### PROVIDED ENTRIES
::::::::
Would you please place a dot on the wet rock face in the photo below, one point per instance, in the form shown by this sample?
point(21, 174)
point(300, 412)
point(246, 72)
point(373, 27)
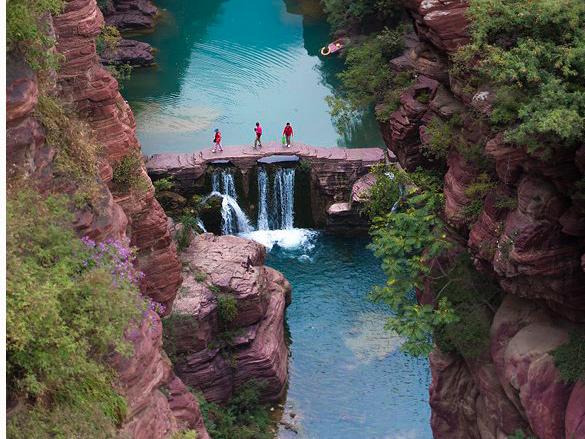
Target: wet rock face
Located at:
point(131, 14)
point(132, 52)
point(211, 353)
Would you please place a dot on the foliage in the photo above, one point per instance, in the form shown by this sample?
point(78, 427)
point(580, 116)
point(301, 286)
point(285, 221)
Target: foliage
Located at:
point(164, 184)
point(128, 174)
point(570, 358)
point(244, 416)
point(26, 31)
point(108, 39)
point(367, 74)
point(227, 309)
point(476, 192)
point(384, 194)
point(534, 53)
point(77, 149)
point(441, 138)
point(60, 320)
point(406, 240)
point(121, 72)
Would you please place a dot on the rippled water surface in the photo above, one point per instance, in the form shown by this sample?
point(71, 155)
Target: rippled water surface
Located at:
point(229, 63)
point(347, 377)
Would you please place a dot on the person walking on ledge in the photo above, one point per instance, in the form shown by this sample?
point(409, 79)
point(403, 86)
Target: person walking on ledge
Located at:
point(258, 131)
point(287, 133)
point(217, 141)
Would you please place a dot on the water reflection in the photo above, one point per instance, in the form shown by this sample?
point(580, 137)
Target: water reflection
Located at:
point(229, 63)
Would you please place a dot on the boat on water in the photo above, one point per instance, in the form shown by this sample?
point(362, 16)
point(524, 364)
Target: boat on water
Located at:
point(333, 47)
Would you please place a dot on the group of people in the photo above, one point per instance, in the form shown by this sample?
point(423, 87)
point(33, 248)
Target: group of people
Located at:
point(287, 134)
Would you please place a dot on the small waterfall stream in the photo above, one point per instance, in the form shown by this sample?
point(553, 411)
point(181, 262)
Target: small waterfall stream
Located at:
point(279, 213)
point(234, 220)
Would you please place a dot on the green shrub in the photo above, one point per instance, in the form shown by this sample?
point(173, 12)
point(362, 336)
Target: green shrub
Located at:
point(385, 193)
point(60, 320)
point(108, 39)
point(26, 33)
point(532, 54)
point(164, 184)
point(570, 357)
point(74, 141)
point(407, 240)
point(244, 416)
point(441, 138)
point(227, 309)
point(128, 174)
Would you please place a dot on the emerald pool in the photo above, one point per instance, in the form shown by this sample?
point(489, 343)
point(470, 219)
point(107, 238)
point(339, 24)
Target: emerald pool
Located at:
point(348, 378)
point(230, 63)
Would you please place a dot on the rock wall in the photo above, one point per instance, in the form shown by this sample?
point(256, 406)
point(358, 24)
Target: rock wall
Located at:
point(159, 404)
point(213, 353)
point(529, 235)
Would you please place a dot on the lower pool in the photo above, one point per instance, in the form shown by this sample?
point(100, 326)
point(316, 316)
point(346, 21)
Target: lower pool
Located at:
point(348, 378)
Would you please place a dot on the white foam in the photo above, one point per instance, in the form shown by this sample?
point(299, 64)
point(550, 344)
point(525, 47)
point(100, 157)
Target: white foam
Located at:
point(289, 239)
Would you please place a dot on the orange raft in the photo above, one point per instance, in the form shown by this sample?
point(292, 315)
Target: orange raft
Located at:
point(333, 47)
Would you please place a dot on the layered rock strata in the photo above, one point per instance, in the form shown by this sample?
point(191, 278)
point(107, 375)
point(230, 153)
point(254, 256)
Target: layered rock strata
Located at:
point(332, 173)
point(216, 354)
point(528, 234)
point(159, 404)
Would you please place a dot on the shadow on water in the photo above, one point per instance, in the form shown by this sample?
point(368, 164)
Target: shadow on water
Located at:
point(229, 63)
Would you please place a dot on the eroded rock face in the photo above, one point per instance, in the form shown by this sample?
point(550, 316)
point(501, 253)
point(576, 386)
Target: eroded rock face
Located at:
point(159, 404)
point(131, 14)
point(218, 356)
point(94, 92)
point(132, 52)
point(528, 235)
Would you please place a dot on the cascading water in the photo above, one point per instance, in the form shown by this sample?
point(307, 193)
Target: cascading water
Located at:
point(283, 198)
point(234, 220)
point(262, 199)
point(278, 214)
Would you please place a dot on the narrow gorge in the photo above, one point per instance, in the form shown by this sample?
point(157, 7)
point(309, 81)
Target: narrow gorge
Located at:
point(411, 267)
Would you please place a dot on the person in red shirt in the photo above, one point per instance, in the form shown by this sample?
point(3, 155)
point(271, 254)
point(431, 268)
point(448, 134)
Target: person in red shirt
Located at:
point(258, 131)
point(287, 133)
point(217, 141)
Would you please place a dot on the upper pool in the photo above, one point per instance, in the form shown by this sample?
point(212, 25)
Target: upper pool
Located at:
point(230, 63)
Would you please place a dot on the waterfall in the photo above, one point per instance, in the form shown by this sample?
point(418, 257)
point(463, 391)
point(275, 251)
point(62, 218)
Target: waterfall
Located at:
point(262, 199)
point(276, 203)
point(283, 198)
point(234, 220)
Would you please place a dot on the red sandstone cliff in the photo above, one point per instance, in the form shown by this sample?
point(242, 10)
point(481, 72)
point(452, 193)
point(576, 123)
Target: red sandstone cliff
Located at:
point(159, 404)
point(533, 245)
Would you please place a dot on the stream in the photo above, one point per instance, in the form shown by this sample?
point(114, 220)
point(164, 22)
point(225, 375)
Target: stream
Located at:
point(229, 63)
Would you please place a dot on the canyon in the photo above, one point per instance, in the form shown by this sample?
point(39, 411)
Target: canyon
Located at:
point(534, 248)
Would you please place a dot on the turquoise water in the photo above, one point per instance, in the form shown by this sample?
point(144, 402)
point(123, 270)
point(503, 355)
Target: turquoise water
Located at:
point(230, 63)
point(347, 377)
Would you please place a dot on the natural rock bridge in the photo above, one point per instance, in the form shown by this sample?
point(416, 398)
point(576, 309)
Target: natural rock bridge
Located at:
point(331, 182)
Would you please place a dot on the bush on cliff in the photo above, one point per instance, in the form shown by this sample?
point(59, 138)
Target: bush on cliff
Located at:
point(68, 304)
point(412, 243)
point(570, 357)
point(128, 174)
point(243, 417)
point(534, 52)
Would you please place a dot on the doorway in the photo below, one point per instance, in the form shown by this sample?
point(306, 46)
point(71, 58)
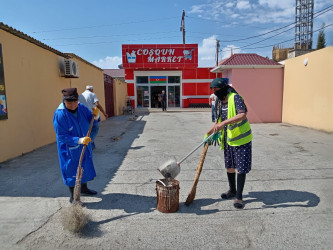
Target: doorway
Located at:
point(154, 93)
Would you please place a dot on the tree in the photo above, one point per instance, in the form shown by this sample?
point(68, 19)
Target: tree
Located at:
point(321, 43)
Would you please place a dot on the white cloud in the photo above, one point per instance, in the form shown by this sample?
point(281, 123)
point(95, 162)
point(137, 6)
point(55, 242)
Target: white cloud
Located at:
::::::::
### WORK TO BE COMPLETED
Copy every row above word for word, leaving out the pictures.

### TASK SOLUTION
Would you please place a dot on the wet rock face in the photo below, one point per instance, in the form shown by this sample?
point(21, 174)
point(300, 412)
point(246, 72)
point(373, 27)
Target: wet rock face
Located at:
point(131, 14)
point(132, 52)
point(211, 353)
Would you please place a dot on the foliage in the photo above, one point per instance, in the form shown by this sample?
point(78, 427)
point(580, 116)
point(301, 286)
point(285, 221)
Target: foliage
Located at:
point(164, 184)
point(128, 174)
point(570, 358)
point(244, 416)
point(26, 31)
point(108, 39)
point(367, 74)
point(227, 309)
point(476, 192)
point(384, 194)
point(534, 53)
point(77, 149)
point(441, 138)
point(60, 320)
point(406, 240)
point(121, 72)
Would you please place a dot on the rippled water surface in the photo above, one point per instance, in the form shown by this sample?
point(71, 155)
Target: rippled water surface
Located at:
point(229, 63)
point(347, 377)
Would you please place a dot on the person walking on ledge in the photo above, one point per instance, in the form shown by this sample?
point(409, 79)
point(403, 86)
Target: person walking on ledge
Located at:
point(258, 131)
point(287, 133)
point(217, 141)
Would you please place a dot on the water reflection in the photo above, one point per instance, in the form shown by this sample?
point(580, 137)
Target: water reflection
Located at:
point(229, 63)
Would you please place a dot on the boat on water in the photo above, one point per instance, in the form shown by this sample?
point(362, 16)
point(524, 364)
Target: boat on water
Located at:
point(333, 47)
Would you please place a dot on the group of people in the photo above, one point per instance, in the form shown by this sample?
point(423, 87)
point(33, 248)
Target: group of people
Located at:
point(287, 134)
Would you please place a dot on the small waterfall stream in the photo above, one point per instance, in the form shown by this sample?
point(553, 411)
point(181, 262)
Target: small waterfall stream
Located at:
point(279, 213)
point(234, 220)
Would you please place a dot on the green shrub in the photo above, one point per instance, in the form shown by this sample?
point(173, 12)
point(362, 336)
Target: green shrub
Located at:
point(385, 193)
point(60, 320)
point(108, 39)
point(26, 33)
point(532, 54)
point(164, 184)
point(570, 357)
point(74, 141)
point(407, 240)
point(244, 416)
point(441, 138)
point(227, 309)
point(128, 174)
Would you please place a dot on the emerald pool in the photo above, one point per instance, in the form shown by this sample?
point(489, 343)
point(470, 219)
point(107, 238)
point(339, 24)
Target: emerald pool
Located at:
point(348, 378)
point(230, 63)
Would you please place a dot on the rock wall in the photo above, one point per instance, in the form shown by this sample?
point(256, 406)
point(358, 24)
Target: rock wall
Located at:
point(159, 404)
point(213, 353)
point(529, 235)
Would you please place a dot on the lower pool in the photo above, one point per instance, in the form shown by this sample?
point(100, 326)
point(316, 316)
point(346, 21)
Target: lower pool
Located at:
point(348, 378)
Would you please place a dot on the white foam in the photo above, one point per instance, in the form shown by this sample?
point(299, 64)
point(550, 344)
point(525, 47)
point(100, 157)
Target: white foam
Located at:
point(289, 239)
Would you please place a dot on the orange raft in the photo above, one point per instance, in the form shown by this sample?
point(292, 315)
Target: orange raft
Located at:
point(333, 47)
Would you please place a dot on the layered rock strata in the photo above, one point per instance, in the form shown by this sample?
point(191, 278)
point(107, 375)
point(230, 153)
point(254, 256)
Target: layered rock strata
Located at:
point(332, 173)
point(216, 354)
point(528, 234)
point(159, 404)
Would you please place a dot on the shadow on water in the photo above, one point per instance, in the form shown by this sample?
point(368, 164)
Target: shadow on water
Located at:
point(229, 63)
Would you please place a dot on the eroded rock face in the photo above, one point per instance, in the form shown by this sample?
point(550, 316)
point(501, 253)
point(576, 386)
Target: eroded rock face
Located at:
point(159, 404)
point(131, 14)
point(218, 356)
point(94, 92)
point(132, 52)
point(528, 235)
Would you please place a dot on the cascading water in the photo above, one point per instance, in the form shown by this sample?
point(307, 193)
Target: cascading water
Located at:
point(283, 198)
point(234, 220)
point(262, 199)
point(278, 214)
Would you please place a dot on the narrow gorge in the photo above, one point per instance, in the form shown by this sample?
point(157, 7)
point(309, 81)
Target: narrow gorge
Located at:
point(411, 267)
Would you please place a dot on the person in red shirt in the photo above, one point per instance, in the form shown by this sample?
point(3, 155)
point(271, 254)
point(431, 268)
point(448, 134)
Target: person in red shirt
Located at:
point(258, 131)
point(287, 133)
point(217, 141)
Would you please place a dot on the upper pool in the photo above, one point per instance, in the form shown by this sample?
point(212, 25)
Target: upper pool
Located at:
point(230, 63)
Would you please place a dot on the waterfall in the photo above, one point per instance, in the form shown by this sample?
point(418, 257)
point(463, 391)
point(275, 251)
point(62, 218)
Target: waterfall
Located at:
point(262, 199)
point(276, 203)
point(283, 198)
point(234, 220)
Would you please place a dot on the red sandstone cliff in the photo above, one point per instance, in the form shown by this sample?
point(242, 10)
point(481, 72)
point(452, 193)
point(576, 123)
Target: red sandstone cliff
Located at:
point(159, 404)
point(533, 245)
Would you please place a dot on the stream in the photo above, one point per instance, in the form shown by this sample?
point(114, 220)
point(164, 22)
point(225, 375)
Target: stream
Located at:
point(229, 63)
Would you please place a dot on the canyon in the photo above, one point per instance, in the form shown by this sample?
point(39, 411)
Target: canyon
Located at:
point(534, 248)
Would you please place a dot on the turquoise water in the photo above, one point per instance, in the form shown by this sample?
point(144, 402)
point(123, 270)
point(503, 355)
Target: turquoise water
Located at:
point(230, 63)
point(347, 377)
Would you please place a dot on the natural rock bridge in the photo above, one point per instance, in the form shown by this sample?
point(416, 398)
point(576, 309)
Target: natural rock bridge
Located at:
point(331, 182)
Would you please place a dot on the bush on cliff in the photo above, one point per instance, in the form shown by this sample?
point(59, 138)
Target: bush on cliff
Located at:
point(68, 304)
point(412, 243)
point(570, 357)
point(128, 174)
point(243, 417)
point(534, 52)
Would you please place a dot on the doorway in the photo below, one point per instance, in the form shown by this sample?
point(306, 46)
point(71, 58)
Target: doorway
Located at:
point(154, 93)
Would you please place a dot on the tree in the photo above, one point per instance, in the form shown by this sample?
point(68, 19)
Target: tree
Located at:
point(321, 43)
Would you please place a dot on the white cloud in the photo above, one point per instance, in the form shown by this sample?
point(281, 123)
point(95, 162)
point(137, 6)
point(55, 242)
Target: white cloud
Located at:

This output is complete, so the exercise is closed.